But the incident and Karzai's reaction has severely strained relations with the coalition and further complicated an already difficult relationship with the United States as President Barack Obama prepares a July troop drawdown in the increasingly unpopular war. Obama expressed his sorrow over recent civilian casualties in Afghanistan caused by coalition airstrikes in a videoconference with Karzai on Wednesday.
The death toll for international troops rose only slightly in May, with 56 killed compared with 51 the same month last year, according to an Associated Press tally.
The insurgency generally focuses its attacks on international and Afghan armed forces, but one of Saturday's attacks seemed designed to target children.
A suicide bomber pushing a red ice cream cart in the provincial capital of central Ghazni detonated his explosives, killing one and wounding three others, according to provincial police chief Mohammad Hussain.
"The suicide attacker was a young man with a thin beard and mustache wearing a scarf," said a witness who identified himself as Asadullah and said he was standing about 20 yards (meters) away when the blast occurred. "He was pushing an ice cream cart ... and then he exploded."
A roadside bomb also hit a minibus carrying a family to a shrine for a religious pilgrimage in the Khakrez district of Kandahar province in southern Afghanistan. The attack killed members of the family, including eight children and five women, according to provincial police chief Abdul Raziq. He said the bomb was planted by the Taliban and was intended for NATO or Afghan forces.

#####

» HOW TO COMPLETE THIS TASK
Please rewrite the Afghanistan news passage from "But the incident" to "Karzai on Wednesday.", and swap in "alliance" wherever "coalition" appears.

#####

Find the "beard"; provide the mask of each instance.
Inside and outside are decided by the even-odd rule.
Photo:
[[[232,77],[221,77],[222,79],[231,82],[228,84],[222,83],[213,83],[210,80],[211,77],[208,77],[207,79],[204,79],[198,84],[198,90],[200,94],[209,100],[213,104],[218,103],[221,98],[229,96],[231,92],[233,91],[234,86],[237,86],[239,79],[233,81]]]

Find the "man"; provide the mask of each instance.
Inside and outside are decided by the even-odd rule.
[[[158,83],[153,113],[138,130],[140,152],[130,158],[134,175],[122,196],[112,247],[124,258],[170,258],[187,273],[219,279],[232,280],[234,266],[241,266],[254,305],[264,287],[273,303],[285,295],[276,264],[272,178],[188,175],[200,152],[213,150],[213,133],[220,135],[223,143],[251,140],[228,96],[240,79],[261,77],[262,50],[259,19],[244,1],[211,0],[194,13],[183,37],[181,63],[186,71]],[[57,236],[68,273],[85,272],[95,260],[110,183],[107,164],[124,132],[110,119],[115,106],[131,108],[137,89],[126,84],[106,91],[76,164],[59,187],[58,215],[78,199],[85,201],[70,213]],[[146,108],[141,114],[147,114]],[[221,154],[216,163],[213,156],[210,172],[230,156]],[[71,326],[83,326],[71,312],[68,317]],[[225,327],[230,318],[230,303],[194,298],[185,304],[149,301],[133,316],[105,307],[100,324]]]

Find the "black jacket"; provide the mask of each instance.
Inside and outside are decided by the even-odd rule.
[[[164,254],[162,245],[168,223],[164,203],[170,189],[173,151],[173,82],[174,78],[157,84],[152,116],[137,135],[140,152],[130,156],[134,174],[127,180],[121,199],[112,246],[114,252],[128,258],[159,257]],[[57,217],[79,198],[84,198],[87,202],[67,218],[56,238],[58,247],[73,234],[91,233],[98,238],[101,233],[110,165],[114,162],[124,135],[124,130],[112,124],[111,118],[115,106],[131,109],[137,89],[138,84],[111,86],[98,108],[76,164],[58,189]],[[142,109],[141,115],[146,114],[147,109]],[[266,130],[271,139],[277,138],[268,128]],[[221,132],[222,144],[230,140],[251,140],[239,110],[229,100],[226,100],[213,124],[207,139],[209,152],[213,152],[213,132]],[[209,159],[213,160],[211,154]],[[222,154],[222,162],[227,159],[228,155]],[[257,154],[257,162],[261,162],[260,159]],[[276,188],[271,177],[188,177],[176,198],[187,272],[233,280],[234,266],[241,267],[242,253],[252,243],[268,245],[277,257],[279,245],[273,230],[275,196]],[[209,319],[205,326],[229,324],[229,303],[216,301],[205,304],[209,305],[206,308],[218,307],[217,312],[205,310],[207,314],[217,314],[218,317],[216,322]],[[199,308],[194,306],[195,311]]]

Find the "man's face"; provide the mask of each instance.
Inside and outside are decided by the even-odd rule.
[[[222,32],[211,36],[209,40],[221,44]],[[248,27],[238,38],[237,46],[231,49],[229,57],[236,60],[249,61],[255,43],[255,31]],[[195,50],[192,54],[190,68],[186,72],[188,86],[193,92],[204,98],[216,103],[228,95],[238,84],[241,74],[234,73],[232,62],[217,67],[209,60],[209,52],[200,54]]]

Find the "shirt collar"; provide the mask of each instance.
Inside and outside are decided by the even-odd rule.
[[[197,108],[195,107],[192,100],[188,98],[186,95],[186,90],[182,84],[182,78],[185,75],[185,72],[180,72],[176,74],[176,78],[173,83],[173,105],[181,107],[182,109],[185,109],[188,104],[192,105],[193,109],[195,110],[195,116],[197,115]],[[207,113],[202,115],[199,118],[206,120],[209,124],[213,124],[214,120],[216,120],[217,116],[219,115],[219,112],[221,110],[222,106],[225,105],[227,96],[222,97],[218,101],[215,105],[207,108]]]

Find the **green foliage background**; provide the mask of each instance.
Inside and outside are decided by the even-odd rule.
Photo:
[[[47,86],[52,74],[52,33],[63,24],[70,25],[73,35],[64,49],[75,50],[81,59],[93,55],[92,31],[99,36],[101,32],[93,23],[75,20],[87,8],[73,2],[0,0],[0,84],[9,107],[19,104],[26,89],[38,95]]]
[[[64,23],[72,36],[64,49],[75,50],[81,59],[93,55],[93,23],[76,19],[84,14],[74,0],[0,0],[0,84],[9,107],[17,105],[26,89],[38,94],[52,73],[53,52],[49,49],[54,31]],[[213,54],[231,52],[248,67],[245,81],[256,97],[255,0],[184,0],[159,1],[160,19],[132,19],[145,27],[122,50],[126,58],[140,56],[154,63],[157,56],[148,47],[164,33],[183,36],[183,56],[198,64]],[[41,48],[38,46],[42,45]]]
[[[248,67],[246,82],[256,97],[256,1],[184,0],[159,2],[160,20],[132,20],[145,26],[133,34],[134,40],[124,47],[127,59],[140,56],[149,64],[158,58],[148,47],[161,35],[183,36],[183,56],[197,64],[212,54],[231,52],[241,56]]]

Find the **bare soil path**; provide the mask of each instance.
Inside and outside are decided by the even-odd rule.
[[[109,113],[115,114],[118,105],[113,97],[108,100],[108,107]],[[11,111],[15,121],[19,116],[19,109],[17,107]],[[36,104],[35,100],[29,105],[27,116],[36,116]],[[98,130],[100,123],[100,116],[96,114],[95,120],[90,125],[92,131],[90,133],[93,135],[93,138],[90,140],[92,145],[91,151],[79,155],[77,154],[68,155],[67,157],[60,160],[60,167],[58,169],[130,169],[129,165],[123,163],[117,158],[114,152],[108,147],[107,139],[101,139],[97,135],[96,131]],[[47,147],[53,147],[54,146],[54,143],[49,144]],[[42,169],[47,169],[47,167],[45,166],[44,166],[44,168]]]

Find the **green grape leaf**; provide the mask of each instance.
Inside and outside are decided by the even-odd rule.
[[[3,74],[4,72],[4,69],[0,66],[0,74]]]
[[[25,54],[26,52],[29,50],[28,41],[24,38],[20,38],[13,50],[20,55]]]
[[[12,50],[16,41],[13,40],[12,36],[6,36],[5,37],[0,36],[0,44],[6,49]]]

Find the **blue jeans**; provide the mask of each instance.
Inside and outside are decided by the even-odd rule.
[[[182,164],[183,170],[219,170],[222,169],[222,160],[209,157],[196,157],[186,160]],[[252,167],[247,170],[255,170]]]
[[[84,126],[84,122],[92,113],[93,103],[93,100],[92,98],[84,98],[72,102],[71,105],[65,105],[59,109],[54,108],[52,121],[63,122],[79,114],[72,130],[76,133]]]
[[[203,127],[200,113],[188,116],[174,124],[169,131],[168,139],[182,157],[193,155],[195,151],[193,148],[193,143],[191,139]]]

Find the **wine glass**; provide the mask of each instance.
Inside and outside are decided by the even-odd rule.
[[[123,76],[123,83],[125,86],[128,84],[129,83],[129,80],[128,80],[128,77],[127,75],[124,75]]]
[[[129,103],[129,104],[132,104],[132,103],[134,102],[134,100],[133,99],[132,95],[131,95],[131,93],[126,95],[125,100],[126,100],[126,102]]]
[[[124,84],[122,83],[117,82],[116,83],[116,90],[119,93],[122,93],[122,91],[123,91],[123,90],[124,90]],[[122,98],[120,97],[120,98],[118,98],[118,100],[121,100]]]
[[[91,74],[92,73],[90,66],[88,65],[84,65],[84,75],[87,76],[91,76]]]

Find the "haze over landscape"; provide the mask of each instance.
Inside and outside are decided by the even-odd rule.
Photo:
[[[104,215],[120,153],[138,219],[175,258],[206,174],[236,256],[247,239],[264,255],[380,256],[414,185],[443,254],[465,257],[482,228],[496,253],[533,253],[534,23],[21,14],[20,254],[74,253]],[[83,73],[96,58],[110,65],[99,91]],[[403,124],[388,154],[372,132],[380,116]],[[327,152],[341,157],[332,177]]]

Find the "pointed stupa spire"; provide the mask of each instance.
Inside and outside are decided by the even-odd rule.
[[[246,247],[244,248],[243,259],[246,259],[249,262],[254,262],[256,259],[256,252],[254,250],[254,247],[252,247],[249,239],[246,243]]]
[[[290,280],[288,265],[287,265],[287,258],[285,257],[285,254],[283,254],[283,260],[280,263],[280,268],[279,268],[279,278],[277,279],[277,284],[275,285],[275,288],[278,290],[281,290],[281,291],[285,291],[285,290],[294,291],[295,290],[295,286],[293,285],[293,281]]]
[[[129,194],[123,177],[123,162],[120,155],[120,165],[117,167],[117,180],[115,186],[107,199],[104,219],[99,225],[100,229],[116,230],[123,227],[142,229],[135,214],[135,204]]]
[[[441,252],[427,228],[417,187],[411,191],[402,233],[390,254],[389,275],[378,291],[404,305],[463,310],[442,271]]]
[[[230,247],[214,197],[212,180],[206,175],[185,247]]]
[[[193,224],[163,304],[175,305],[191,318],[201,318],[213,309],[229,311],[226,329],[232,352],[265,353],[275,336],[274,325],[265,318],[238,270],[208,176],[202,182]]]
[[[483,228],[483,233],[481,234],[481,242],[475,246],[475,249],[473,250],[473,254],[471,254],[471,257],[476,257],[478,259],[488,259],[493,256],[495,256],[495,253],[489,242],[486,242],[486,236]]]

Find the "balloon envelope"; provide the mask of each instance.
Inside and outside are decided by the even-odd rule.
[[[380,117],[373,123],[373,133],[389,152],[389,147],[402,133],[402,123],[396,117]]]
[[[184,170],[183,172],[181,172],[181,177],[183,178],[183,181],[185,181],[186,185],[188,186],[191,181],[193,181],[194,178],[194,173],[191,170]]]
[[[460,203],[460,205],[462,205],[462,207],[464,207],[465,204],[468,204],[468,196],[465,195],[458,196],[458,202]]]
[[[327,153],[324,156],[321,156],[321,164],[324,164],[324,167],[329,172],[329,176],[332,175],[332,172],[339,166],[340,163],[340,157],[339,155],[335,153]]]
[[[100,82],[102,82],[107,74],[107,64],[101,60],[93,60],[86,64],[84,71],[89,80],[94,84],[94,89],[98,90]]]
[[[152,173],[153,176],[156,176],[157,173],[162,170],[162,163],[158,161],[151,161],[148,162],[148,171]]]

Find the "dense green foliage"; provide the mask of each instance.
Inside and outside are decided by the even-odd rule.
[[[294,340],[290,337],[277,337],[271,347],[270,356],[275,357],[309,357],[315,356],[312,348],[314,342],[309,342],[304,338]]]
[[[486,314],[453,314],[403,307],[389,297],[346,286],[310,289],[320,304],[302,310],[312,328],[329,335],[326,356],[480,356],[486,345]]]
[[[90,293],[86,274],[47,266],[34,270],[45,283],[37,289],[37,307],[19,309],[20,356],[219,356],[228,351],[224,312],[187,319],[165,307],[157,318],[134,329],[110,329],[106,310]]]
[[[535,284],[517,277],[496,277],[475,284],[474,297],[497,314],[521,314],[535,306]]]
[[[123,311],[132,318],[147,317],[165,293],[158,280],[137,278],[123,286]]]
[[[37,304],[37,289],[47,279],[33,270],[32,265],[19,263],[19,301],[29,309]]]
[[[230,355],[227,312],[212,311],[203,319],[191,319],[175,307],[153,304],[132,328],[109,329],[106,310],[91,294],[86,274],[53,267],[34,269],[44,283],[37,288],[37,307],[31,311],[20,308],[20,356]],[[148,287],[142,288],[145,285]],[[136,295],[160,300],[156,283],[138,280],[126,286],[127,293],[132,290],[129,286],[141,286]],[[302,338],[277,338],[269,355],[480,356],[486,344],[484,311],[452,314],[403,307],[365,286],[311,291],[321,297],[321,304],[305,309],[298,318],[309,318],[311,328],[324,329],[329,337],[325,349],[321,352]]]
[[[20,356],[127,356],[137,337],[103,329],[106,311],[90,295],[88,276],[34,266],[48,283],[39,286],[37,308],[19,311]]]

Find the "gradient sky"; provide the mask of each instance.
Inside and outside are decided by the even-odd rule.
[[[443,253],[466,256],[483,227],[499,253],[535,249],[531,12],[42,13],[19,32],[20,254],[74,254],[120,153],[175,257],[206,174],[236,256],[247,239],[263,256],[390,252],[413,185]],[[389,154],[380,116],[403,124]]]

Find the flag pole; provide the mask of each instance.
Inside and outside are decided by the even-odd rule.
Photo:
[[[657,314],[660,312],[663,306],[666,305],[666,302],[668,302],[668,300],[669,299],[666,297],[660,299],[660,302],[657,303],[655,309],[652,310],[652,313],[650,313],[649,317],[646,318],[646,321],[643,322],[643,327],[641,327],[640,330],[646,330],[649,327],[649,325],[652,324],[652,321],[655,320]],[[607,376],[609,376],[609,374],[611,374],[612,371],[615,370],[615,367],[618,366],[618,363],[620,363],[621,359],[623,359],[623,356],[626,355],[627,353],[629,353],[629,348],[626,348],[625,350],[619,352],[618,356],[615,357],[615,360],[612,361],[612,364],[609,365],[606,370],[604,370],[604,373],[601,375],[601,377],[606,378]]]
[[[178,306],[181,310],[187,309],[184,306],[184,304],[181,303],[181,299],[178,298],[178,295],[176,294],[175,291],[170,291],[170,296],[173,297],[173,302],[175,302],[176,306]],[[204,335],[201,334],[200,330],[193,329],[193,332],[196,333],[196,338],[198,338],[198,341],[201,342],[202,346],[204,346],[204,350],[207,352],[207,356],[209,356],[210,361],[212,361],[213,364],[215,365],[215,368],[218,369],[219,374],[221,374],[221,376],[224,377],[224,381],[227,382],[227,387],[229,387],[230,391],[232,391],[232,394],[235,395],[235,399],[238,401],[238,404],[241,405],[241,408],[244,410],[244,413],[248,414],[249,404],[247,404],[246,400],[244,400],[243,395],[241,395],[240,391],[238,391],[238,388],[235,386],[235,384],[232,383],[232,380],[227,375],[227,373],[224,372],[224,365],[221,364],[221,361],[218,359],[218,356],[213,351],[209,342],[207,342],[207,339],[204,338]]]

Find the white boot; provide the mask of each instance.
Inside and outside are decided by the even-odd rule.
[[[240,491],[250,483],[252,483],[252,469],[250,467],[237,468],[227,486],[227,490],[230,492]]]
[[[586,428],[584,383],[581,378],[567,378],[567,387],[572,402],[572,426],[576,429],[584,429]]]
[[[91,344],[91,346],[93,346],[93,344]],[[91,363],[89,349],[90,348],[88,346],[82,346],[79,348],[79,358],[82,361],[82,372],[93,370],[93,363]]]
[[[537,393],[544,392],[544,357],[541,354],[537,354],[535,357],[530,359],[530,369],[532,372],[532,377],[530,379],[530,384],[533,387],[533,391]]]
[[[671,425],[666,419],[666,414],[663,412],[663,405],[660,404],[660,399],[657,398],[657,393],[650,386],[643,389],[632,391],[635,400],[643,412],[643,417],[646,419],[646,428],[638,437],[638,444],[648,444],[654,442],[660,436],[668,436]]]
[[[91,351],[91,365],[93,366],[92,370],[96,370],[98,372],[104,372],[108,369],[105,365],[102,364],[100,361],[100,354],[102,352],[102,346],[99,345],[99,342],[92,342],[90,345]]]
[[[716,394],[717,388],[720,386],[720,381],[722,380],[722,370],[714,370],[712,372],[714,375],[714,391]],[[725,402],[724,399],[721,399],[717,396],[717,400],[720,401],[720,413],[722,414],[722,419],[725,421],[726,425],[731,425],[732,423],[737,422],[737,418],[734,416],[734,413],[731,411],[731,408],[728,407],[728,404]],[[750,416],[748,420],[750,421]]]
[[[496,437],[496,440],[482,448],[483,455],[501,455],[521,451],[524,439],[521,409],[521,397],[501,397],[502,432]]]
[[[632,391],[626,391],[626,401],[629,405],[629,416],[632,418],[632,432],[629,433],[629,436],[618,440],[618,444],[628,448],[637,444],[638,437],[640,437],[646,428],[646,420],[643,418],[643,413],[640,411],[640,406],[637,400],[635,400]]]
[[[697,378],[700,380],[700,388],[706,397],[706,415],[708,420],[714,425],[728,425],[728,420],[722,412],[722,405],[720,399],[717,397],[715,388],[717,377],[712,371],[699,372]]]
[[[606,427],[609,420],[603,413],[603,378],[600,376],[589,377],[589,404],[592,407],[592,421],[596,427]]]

#####

» SOLUTION TO THE EXERCISE
But the incident and Karzai's reaction has severely strained relations with the alliance and further complicated an already difficult relationship with the United States as President Barack Obama prepares a July troop drawdown in the increasingly unpopular war. Obama expressed his sorrow over recent civilian casualties in Afghanistan caused by alliance airstrikes in a videoconference with Karzai on Wednesday.